_Selected excerpt_.
Preface – PCI DSS: A Practical Guide to implementing and maintaining compliance, Third Edition

PREFACE

Looking towards the future, on average, 77% of entities are anticipating an increase in online revenues during 2011. For 2011, nearly four out of five merchants that are forecasting growth expect to see increases in e-commerce revenue of up to 40%.

So, for many entities’ chief financial officers, chief information officers, chief technology officers, and chief security officers, this presents three challenges, it will;

1   Increase online revenues causing the logistics, call-centres, order fulfilment, etc, etc. to further ‘creak’ at the seams.

2   Increase the dependency on the already overburdened IT department. Thus creating the need to ‘change’ the IT organisation from a traditional IT department to a more IT marketing focused or e-commerce support function.

3   Increase the IT security compliance burden; therefore, increasing the need for the growth and maintenance of core compliance (or auditing) skills. The average size of IT compliance review teams has risen quite considerably from an average of six full time staff members in 2009 to ten in 2011.1

All of this comes at a time of unparalleled pressure on IT budgets, its people and, more specifically, the security people employed to protect cardholder data (ChD). Like us, we all thought the Payment Card Industry Data Security Standard (PCI DSS) was going to spell the end of the road for criminals who were ‘cashing in’ on the supposedly easy target of credit card theft – and its subsequent fraudulent use of cardholder data. The theory being, it would be harder to obtain the cardholder data in the first place; due to the more robust and standardised approach to data and IT security (under the PCI DSS regime).

Unfortunately, as we have seen, and as countless surveys conclude, many entities are still struggling to demonstrate compliance, with costs spiralling out of control. Analysts Gartner estimate that Level 1 merchants (retailers who process over 6 million credit card transactions per year) on average spent $2.7m on compliance, with Level 2 merchants (retailers who process between 1 and 6 million credit card transactions per year) are spending $1.1m on average to remain compliant. They also state that Level 1 and 2 merchants have increased their spending fivefold over the last 18 months, with 8% of retailers being fined and 22% being threatened with fines.

Yet, despite the pressure of fines being imposed, entities continue to struggle with PCI DSS compliance, and worse still, some of these entities which have achieved PCI DSS compliance, are still suffering from costly and embarrassing data losses/breaches (for example, TJ MAXX, Hannaford Brothers). Gartner go on to recommend that these entities look at the possibility of further data segregation, or outsourcing to reduce the scope of compliance, but this doesn’t take away the responsibility of PCI compliance, as this still lies at the door of the cardholder data collector and data owner

These findings are in themselves not very surprising, as anyone hoping PCI DSS was going to be the industry’s ‘silver bullet’ to a systemic and ever-demanding data security challenge was unrealistic or slightly divorced from reality. PCI DSS is a good security baseline on which compliance can be set, achieved, measured and improved, but it will not provide all the answers, and will not necessarily change the thoughts that plague every CIO’s mind – how can I provide adequate assurance that my cardholder data is appropriately protected and secured, given minimal resources and squeezed budgets?

_Supplied data_.
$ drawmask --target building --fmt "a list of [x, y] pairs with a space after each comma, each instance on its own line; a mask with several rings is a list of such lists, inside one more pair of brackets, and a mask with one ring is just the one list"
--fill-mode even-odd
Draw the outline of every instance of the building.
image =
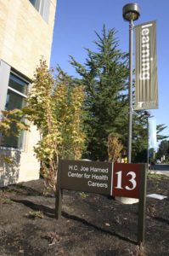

_Your objective_. Condense the paragraph of the PCI DSS preface that begins "Unfortunately, as we have seen" into a short bulleted list that keeps its main facts.

_Result_.
- Many entities still struggle to demonstrate compliance, and costs are spiraling out of control.
- Gartner estimates that Level 1 merchants (over 6 million card transactions a year) spend $2.7m on average on compliance.
- Level 2 merchants (1 to 6 million transactions a year) spend $1.1m on average.
- Level 1 and 2 merchants have increased their spending fivefold over the last 18 months.
- 8% of retailers have been fined, and 22% have been threatened with fines.